== What the task requires ==
Filter the entries below, keeping every line that has the word "mountain".

Data records
****************************************
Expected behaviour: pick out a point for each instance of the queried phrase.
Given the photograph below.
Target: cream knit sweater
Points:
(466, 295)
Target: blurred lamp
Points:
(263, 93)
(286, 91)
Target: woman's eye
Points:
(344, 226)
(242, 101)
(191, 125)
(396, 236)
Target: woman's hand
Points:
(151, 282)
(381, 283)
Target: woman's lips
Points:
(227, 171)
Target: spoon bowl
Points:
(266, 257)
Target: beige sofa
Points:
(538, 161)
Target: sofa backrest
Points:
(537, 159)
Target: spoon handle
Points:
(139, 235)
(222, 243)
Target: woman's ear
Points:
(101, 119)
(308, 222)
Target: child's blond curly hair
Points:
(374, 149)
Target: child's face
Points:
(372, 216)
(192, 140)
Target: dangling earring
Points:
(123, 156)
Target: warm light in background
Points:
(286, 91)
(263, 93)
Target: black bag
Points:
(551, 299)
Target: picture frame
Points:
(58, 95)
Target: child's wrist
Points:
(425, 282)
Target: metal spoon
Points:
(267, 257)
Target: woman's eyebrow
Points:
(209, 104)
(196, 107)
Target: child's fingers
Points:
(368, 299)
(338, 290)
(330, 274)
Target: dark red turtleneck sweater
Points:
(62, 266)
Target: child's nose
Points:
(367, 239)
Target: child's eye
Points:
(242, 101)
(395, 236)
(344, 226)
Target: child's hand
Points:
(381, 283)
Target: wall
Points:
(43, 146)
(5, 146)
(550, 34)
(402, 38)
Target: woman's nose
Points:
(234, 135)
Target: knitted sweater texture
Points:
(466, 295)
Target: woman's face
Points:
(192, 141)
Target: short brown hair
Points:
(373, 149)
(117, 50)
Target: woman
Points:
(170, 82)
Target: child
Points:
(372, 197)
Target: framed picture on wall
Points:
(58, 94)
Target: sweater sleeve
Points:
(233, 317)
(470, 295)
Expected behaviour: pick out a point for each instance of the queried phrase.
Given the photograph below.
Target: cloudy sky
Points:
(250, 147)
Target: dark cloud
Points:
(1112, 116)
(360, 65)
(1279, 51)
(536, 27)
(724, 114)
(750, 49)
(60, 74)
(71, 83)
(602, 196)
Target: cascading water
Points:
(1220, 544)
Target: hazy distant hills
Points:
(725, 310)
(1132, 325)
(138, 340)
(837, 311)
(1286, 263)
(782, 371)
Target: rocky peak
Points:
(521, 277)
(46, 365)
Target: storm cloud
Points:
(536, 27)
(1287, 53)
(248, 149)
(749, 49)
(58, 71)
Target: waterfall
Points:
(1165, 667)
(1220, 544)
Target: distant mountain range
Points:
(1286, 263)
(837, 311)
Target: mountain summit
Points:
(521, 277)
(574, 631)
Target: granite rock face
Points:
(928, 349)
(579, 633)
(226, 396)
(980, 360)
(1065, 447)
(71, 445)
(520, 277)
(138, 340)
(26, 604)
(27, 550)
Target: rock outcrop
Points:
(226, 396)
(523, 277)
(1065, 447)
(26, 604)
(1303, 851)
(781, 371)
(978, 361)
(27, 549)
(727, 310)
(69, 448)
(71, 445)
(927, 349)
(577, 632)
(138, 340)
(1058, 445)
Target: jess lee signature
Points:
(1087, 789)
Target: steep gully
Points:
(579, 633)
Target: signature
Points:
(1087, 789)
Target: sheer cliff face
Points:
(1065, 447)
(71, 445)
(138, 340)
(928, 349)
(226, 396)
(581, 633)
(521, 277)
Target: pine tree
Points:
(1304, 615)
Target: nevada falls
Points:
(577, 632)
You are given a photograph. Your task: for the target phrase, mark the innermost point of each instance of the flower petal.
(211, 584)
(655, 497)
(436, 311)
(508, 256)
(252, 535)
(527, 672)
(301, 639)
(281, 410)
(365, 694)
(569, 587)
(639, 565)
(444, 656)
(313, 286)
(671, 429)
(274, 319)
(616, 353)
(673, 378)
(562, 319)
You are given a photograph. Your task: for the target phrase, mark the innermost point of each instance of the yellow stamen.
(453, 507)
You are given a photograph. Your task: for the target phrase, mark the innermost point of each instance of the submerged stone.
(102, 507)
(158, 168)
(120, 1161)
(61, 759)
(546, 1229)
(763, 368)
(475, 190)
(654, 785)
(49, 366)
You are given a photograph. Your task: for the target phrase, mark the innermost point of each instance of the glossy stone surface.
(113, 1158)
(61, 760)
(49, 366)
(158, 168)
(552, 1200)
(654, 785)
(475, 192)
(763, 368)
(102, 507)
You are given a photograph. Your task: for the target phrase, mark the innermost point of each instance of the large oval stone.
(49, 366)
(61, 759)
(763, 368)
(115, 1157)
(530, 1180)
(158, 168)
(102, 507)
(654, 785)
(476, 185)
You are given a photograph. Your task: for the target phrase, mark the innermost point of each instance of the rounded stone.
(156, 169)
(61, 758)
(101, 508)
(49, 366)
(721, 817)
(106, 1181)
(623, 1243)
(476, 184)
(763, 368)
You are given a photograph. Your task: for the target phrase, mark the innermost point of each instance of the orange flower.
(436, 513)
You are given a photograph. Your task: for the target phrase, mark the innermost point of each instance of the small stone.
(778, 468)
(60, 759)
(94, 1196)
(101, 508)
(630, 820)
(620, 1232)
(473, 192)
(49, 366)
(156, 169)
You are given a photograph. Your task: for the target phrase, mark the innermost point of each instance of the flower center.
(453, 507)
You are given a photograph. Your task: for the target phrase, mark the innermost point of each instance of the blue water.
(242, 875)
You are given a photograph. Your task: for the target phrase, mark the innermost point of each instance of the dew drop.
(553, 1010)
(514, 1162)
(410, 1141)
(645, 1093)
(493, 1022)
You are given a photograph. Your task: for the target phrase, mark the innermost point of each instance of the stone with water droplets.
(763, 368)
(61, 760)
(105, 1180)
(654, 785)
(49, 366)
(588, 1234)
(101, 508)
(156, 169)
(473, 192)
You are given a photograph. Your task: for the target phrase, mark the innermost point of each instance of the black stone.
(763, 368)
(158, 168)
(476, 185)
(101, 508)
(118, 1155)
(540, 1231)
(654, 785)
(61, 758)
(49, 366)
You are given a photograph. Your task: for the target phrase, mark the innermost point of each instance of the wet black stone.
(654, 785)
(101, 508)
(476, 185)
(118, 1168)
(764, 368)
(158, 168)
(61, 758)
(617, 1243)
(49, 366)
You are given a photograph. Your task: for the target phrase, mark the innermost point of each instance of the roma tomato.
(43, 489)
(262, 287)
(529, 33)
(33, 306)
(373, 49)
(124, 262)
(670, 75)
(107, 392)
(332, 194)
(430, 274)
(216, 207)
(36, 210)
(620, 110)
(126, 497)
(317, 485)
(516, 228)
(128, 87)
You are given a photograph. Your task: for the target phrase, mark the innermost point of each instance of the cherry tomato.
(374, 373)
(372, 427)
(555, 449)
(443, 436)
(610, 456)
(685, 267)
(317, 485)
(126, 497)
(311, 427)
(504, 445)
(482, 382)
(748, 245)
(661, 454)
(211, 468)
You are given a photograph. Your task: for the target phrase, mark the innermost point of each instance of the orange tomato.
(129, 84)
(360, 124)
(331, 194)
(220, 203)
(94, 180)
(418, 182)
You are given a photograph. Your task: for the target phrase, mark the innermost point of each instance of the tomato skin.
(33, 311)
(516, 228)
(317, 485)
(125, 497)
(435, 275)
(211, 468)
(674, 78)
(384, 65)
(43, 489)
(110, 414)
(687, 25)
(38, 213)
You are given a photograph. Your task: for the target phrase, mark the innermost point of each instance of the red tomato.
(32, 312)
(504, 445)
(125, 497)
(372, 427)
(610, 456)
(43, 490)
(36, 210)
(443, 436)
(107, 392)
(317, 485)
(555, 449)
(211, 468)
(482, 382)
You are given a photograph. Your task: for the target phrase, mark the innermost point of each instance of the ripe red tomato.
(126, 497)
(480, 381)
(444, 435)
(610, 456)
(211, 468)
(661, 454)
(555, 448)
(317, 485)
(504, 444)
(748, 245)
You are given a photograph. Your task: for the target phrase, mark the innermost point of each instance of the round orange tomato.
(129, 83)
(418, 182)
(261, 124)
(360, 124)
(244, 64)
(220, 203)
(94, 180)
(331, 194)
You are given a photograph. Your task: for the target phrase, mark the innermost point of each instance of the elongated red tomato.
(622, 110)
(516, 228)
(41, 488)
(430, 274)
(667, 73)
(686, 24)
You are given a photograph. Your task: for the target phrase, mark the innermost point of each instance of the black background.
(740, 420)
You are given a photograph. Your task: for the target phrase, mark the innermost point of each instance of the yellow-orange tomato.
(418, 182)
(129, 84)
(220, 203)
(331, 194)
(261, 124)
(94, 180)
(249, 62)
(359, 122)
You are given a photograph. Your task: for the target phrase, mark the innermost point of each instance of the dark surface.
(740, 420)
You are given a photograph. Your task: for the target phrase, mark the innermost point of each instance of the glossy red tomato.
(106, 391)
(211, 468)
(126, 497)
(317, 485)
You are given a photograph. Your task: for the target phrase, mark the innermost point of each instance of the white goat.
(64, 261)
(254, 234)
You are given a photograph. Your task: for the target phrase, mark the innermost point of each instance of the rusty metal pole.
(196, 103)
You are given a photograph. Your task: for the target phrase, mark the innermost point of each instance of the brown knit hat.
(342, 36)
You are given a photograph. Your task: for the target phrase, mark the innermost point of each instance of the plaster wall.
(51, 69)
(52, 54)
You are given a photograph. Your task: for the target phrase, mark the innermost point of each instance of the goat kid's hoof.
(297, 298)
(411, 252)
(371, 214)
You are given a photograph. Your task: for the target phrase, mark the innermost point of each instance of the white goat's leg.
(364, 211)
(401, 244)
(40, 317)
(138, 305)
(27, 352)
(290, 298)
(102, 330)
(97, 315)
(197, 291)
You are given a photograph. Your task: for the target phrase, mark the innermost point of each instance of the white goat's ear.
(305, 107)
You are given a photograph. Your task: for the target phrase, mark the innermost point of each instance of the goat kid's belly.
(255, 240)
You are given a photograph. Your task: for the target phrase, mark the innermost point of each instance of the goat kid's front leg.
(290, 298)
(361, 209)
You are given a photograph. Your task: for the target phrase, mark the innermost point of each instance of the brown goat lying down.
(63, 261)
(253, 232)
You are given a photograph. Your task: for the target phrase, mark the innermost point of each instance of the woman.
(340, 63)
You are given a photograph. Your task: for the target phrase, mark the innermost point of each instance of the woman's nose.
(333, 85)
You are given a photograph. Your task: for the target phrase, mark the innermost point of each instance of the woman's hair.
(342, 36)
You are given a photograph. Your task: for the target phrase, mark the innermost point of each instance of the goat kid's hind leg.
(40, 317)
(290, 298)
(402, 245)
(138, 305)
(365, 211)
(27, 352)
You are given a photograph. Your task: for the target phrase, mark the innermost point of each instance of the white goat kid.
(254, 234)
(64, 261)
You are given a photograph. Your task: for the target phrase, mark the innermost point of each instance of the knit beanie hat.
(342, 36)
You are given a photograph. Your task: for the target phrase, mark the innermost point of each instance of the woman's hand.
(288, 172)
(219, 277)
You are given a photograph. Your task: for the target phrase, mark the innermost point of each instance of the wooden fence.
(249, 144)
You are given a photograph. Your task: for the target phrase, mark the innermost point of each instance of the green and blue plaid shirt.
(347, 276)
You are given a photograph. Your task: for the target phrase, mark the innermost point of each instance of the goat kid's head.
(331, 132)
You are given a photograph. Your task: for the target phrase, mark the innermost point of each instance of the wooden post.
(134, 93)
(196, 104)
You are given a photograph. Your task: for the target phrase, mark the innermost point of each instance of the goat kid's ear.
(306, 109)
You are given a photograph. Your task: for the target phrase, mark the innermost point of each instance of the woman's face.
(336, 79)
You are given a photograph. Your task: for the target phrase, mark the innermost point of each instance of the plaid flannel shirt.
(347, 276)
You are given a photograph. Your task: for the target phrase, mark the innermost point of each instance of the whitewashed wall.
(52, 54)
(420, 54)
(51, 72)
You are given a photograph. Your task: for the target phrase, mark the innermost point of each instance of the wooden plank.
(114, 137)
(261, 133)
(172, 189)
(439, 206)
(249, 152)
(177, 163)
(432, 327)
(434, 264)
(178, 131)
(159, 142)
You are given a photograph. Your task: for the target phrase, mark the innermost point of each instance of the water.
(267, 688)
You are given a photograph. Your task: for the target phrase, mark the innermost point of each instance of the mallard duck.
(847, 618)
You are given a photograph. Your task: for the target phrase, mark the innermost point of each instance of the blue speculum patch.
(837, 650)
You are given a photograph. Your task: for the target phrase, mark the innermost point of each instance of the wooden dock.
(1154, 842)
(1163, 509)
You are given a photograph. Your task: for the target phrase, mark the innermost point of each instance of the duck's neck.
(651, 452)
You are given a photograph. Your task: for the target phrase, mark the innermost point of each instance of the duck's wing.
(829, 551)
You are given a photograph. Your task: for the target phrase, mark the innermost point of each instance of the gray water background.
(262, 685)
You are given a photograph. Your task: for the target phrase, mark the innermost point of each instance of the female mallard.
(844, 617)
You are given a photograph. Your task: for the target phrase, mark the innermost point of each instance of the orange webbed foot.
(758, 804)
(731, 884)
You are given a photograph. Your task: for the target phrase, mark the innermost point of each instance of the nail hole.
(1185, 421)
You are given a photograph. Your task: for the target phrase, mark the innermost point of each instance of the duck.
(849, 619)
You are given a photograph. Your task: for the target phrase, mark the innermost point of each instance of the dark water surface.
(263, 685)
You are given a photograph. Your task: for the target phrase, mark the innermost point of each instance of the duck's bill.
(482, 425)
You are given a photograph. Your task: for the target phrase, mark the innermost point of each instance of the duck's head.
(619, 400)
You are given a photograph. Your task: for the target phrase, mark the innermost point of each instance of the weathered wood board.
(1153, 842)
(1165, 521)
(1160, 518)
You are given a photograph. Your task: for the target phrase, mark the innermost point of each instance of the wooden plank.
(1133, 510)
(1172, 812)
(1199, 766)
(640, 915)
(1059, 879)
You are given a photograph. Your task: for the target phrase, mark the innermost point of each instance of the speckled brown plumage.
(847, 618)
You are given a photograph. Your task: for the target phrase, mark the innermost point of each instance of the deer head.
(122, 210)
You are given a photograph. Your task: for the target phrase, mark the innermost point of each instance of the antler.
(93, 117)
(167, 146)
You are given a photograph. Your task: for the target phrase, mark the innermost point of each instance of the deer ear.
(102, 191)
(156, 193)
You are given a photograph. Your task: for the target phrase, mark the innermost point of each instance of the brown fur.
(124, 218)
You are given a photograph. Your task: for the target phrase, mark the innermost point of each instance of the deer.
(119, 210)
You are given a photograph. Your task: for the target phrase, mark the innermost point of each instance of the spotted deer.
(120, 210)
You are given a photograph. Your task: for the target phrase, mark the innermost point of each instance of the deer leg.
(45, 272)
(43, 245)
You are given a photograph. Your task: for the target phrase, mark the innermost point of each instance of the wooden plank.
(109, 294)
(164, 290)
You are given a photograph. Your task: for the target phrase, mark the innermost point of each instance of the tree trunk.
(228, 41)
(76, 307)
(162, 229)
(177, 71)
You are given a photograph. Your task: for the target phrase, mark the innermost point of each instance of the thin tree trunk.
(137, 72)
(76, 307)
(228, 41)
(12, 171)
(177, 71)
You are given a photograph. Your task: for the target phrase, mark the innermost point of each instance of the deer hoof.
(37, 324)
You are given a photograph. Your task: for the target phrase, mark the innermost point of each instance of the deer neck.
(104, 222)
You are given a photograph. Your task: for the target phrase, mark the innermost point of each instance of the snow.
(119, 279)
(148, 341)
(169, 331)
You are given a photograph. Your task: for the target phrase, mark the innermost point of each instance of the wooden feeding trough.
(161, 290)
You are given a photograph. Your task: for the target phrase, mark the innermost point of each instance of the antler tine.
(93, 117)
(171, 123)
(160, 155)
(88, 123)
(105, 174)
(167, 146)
****************************************
== Task solution ==
Target: distant mountain range
Target: mountain summit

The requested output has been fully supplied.